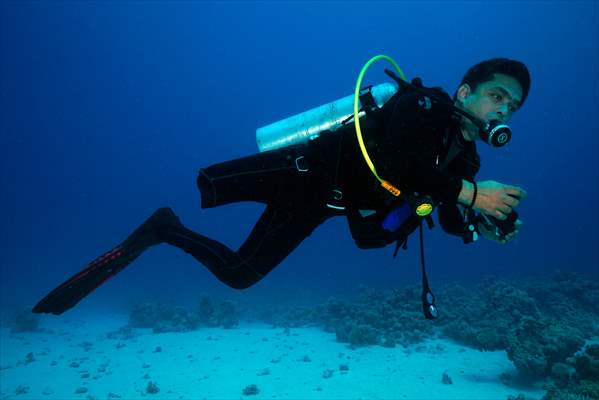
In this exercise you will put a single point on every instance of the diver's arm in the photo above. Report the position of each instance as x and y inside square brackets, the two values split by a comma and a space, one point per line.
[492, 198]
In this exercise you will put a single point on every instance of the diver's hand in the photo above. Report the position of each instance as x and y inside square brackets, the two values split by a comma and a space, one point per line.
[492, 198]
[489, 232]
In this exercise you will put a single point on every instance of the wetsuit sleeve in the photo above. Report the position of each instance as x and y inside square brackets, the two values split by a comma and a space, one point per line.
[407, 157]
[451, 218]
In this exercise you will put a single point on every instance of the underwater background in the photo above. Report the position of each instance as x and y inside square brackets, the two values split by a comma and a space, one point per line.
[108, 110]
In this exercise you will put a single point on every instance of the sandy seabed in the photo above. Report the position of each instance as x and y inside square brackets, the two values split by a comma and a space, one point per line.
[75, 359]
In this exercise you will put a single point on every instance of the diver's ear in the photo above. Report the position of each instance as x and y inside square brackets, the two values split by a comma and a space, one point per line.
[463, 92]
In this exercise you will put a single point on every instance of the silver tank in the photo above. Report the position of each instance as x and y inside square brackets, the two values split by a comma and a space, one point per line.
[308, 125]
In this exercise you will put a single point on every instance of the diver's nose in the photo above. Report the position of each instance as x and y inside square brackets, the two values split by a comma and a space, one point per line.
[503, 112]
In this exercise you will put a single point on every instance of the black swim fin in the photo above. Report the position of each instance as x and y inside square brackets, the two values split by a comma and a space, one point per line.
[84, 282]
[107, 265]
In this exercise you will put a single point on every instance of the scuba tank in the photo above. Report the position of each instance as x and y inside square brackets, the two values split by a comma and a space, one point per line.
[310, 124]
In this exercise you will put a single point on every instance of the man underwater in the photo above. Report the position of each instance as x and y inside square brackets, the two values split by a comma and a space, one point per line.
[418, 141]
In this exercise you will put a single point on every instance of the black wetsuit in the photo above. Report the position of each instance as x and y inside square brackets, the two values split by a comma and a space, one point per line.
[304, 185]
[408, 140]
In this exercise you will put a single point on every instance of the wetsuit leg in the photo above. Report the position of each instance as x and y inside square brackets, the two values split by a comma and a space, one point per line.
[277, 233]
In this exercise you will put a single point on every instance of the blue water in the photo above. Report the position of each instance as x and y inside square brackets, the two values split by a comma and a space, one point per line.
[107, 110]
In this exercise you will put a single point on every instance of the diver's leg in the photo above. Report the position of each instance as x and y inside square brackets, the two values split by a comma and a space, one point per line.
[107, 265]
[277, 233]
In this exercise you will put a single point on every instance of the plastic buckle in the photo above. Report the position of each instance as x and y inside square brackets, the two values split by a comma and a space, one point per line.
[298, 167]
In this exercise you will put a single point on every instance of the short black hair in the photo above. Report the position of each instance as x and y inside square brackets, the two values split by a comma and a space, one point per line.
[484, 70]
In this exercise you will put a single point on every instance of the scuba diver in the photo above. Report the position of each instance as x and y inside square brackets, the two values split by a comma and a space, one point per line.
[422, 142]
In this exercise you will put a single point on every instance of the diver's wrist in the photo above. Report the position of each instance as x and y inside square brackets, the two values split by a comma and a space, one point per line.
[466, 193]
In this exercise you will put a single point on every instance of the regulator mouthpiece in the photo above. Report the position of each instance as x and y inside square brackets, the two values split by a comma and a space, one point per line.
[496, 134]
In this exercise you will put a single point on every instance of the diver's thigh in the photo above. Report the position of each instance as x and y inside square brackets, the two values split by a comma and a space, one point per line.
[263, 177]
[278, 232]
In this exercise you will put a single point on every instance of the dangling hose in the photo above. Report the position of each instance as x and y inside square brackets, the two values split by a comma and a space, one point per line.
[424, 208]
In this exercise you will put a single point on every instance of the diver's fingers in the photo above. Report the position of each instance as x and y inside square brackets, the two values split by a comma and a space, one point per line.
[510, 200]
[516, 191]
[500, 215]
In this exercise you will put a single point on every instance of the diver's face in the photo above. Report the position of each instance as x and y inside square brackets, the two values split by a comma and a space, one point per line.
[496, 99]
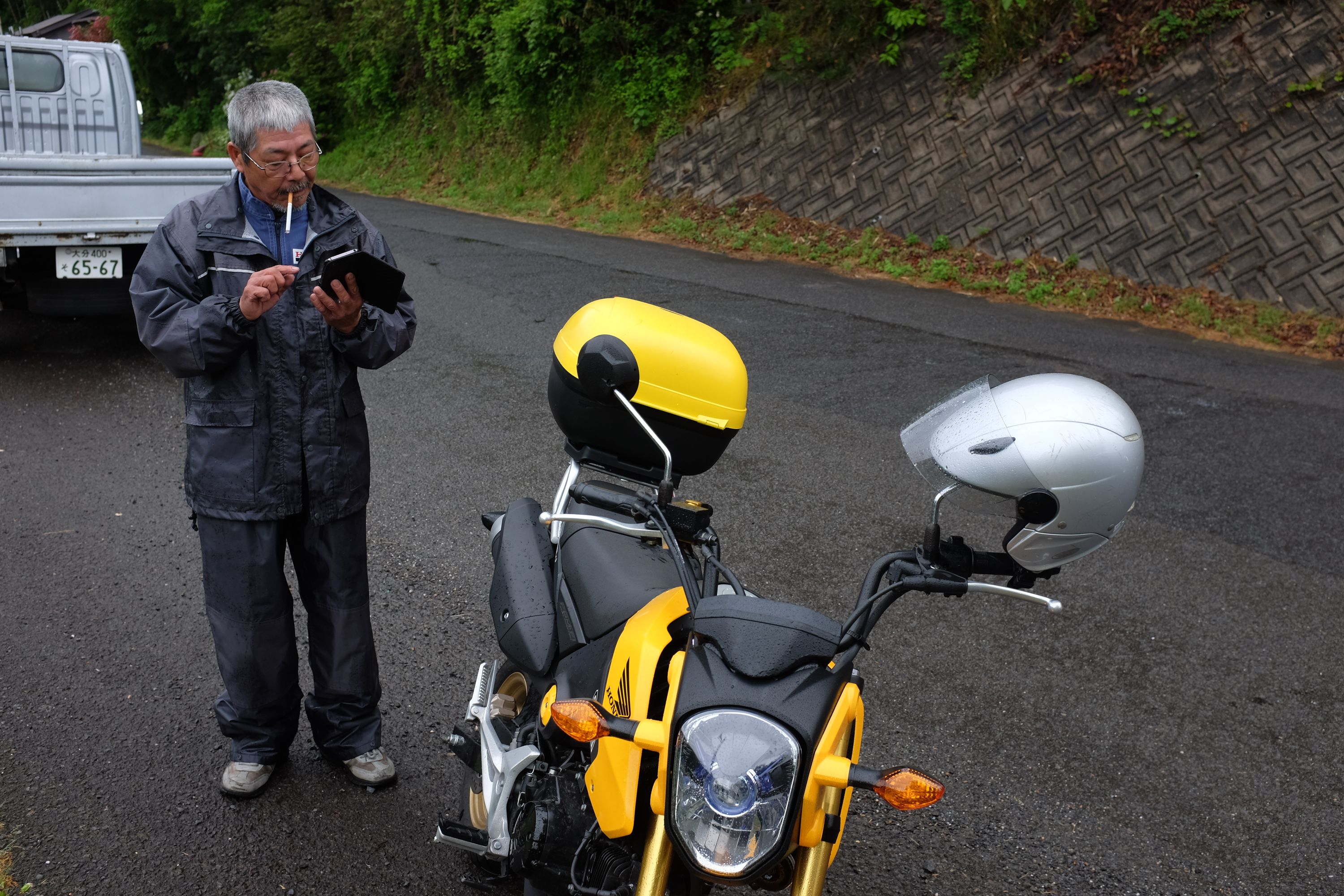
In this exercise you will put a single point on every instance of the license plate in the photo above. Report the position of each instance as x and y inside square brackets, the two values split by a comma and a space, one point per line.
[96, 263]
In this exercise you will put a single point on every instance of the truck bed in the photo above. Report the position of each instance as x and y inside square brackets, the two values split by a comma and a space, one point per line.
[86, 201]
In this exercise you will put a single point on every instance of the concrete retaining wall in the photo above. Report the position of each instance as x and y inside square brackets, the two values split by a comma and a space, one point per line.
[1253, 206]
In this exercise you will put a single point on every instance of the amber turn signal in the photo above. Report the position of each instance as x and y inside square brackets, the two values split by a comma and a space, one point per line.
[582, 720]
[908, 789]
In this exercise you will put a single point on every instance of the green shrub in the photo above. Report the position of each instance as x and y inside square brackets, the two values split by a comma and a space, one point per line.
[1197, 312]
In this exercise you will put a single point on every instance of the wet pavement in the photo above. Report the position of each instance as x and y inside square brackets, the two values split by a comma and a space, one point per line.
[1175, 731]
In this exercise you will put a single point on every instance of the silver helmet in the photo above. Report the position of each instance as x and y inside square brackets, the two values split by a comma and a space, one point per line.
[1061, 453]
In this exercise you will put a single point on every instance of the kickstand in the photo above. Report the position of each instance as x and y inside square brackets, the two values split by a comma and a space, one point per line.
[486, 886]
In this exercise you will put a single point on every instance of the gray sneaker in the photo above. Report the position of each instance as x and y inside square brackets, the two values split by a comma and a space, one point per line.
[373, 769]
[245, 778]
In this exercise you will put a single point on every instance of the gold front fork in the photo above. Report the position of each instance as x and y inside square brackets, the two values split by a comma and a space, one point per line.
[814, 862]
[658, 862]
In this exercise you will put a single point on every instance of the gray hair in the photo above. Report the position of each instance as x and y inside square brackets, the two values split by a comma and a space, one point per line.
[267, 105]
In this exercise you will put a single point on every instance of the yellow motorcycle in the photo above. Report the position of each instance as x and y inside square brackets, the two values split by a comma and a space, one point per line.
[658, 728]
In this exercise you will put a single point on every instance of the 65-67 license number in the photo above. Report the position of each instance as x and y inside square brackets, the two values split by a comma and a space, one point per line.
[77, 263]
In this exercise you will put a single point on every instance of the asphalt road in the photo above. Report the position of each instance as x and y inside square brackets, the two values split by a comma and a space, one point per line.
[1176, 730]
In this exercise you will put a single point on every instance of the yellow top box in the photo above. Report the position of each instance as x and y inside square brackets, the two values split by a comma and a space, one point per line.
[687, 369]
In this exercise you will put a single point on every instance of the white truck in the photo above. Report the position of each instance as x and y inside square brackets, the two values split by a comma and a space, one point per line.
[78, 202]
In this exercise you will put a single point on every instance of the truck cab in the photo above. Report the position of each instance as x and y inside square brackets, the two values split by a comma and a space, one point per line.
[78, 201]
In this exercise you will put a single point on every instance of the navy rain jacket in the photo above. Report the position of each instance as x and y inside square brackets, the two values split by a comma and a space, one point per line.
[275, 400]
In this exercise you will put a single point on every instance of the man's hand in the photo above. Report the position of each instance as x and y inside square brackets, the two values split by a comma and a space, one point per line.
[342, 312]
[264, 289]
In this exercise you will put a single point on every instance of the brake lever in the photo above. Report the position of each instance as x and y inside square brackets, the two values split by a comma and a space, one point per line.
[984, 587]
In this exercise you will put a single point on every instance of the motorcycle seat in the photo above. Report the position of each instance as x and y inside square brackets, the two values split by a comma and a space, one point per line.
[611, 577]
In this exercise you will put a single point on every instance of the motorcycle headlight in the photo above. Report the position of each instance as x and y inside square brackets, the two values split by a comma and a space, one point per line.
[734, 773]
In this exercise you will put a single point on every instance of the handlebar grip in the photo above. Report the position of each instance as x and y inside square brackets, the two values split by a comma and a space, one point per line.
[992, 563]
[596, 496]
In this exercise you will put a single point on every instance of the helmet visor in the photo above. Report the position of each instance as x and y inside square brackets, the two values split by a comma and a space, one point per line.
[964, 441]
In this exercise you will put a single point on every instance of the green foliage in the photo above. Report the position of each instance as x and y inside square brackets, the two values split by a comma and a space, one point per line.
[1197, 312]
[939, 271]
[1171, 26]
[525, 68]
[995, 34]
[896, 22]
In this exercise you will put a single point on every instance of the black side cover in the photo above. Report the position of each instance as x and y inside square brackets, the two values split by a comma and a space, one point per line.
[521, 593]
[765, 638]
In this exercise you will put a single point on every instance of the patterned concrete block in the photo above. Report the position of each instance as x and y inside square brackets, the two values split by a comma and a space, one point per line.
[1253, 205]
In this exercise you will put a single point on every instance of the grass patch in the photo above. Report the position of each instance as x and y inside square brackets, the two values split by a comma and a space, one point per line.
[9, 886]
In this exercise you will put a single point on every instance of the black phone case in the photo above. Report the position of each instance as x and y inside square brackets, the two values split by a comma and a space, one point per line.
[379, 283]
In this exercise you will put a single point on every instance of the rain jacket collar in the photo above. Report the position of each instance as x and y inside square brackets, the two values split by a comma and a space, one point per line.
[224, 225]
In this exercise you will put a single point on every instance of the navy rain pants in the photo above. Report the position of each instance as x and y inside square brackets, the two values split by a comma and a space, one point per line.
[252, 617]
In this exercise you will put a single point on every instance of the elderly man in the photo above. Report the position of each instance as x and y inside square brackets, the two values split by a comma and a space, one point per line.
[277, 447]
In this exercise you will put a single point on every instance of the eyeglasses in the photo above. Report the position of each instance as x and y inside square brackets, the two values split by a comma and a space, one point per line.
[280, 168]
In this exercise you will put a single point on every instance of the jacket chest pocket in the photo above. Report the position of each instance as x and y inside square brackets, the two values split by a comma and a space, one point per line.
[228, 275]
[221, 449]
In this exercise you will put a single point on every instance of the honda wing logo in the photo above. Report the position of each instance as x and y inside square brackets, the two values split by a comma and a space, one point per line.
◆ ◆ ◆ ◆ ◆
» Instructions for the task
Retype only the lines running from the line with "of the elderly" to the end of the listing, including both of those lines.

» Exercise answer
In this exercise you will put a single point on every instance of the elderly man in the photo above. Report the position of each instance as x and y inside square brackets, the two values split by a comma and a space, one point per line.
[277, 447]
In this exercise you will put a single point on every instance of the eyeglasses in the photo above. Report the position of each instance as x and y inside square brackets, the two values split by a comma and a space, one point per line.
[280, 168]
In this exercise you will put a single point on every instance of the jacket chest pocket in the photo above. Report the position of each instance as x and y inside square brackets, the two values split by a comma and a space, one point per line.
[228, 275]
[221, 449]
In this exercise you will put a single point on every instance of the honda wing logo in the photo above. Report the position of each instance as x and y inside square brackets, the two values split by a comma and a space, one point per line.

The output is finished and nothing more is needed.